→ **Tarefa curta 1**: Localize nos registros todas as linhas que contêm a palavra "green" e copie-as. Maiúsculas e minúsculas fazem diferença.

→ **Trecho para leitura**:
—————
© loredano
 
 
 
 
 
 
 

 

Como mencionado, essas histórias foram geradas e publicadas num período crucial da vida literária de Machado, época do início da 'metamorfose', anunciador do 'grande salto' que viria ao final dessa década e início de 1880 — que tanto intriga e instiga os estudos e os especialistas machadianos. Na verdade, iniciado ainda no ano de 1871 — condizente, de resto, com as próprias metamorfoses políticas, institucionais e sociais, experimentadas pela sociedade brasileira (para os historiadores, um período emblematicamente representativo das nuances e injunções  da história do  Brasil do século XIX, porquanto, traz em seu bojo uma crise de solução quase impossível na  sucessão de fatos importantes) —  exatamente em 1878 acirrou-se, pode-se dizer, o processo de transição.

 

A evolução literária machadiana desenvolveu-se ao longo de sua vida literária (e pessoal) como um processo, um todo coerente e consistente — obediente a escalas e estágios, por certo, como o é todo processo — mediado por um período de marcante inflexão que antecede o que se convencionou denominar 'o grande salto', a grande mudança. Inflexão que, a par de contribuir positivamente para a análise e interpretação adequadas da trajetória machadiana, em contrapartida, serve para sedimentar um conceito, ou avaliação, de muitas formas discutível:  a divisão da obra — ficcional e não-ficcional — de Machado em duas fases, o 'aprendizado' versus a 'maturidade', a 'formação'  versus  a 'radicalização' [e eu, em particular, compartilho inteira e incondicionalmente com a idéia do crítico e ensaísta Silviano Santiago, no sentido de, uma vez por todas, procurar reformular o conceito estabelecido sobre tal dicotomia, simplesmente porque a obra machadiana submete-se a estruturas básicas que se superpõem, se interligam e se renovam "como um todo coerentemente organizado (...) à medida que seus textos se sucedem cronologicamente certas estruturas primárias e primeiras se desarticulam e se rearticulam sob forma de estruturas diferentes, mais complexas e mais sofisticadas"; na verdade, a estética ficcional e não-ficcional e o pensamento literário machadianos não podem nem devem ser tão facilmente  encaixados nesses dois blocos distintos, até porque se desenvolvem e se coadunam concomitantemente, seguindo, ambos, vis a vis, a mesma linha no decorrer de toda a sua carreira, apenas sedimentando-se e amadurecendo consistentemente pós-1880 e nas obras seqüentes]. O fato de ser  discutível considerar  a obra machadiana catalogada em duas 'fases' não implica necessariamente em renegar a existência,  como em todo processo, de  escalas e estágios, com nítidos pontos de inflexão, ou de mais intensa transição.
—————
→ **Registros fornecidos**:
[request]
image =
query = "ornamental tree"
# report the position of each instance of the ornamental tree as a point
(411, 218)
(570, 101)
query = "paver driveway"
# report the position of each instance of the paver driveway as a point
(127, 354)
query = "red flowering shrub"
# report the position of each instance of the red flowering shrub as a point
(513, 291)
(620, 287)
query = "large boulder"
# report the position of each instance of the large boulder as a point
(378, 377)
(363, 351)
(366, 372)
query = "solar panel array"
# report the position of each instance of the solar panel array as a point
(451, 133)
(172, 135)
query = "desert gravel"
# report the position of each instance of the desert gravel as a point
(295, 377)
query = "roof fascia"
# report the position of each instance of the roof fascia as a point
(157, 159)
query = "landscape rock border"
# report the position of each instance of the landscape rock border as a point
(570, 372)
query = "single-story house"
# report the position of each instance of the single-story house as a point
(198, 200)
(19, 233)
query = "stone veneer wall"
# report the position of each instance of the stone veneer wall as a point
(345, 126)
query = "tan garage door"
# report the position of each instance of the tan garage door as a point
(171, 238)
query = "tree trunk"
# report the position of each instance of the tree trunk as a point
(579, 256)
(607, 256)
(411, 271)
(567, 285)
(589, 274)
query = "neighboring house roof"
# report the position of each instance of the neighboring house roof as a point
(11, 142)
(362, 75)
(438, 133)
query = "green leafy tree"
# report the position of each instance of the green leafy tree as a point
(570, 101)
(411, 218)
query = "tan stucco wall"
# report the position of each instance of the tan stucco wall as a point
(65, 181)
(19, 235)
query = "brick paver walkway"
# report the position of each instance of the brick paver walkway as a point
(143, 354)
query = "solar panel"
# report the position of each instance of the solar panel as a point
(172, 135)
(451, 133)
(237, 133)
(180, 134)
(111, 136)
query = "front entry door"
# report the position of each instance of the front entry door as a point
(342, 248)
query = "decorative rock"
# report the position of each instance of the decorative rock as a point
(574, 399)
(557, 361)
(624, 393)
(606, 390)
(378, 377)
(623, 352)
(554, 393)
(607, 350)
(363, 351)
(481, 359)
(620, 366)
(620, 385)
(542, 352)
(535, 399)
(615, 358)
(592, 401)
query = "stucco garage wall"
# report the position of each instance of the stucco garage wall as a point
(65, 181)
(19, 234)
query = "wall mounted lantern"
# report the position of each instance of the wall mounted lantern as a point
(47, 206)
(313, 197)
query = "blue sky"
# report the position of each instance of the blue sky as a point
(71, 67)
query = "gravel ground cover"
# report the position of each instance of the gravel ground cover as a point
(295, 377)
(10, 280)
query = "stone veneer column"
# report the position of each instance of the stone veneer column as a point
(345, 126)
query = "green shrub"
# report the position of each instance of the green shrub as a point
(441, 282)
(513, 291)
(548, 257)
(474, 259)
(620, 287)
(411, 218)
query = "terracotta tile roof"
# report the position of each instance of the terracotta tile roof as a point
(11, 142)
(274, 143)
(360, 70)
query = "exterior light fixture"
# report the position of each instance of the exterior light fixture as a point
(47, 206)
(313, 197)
—————
→ **Tarefa curta 2**:
Responda com base no trecho sobre a evolução literária de Machado:
(a) Em que ano, segundo o trecho, acirrou-se o processo de transição?
(b) Com a ideia de qual crítico e ensaísta o trecho declara concordar?
(c) Que dois pares de termos o trecho usa para nomear as duas fases em que a obra de Machado costuma ser dividida?

→ **Resposta completa 1**:
query = "green leafy tree"
# report the position of each instance of the green leafy tree as a point
query = "green shrub"
# report the position of each instance of the green shrub as a point

→ **Resposta completa 2**:
(a) Em 1878.
(b) Silviano Santiago.
(c) O 'aprendizado' versus a 'maturidade' e a 'formação' versus a 'radicalização'.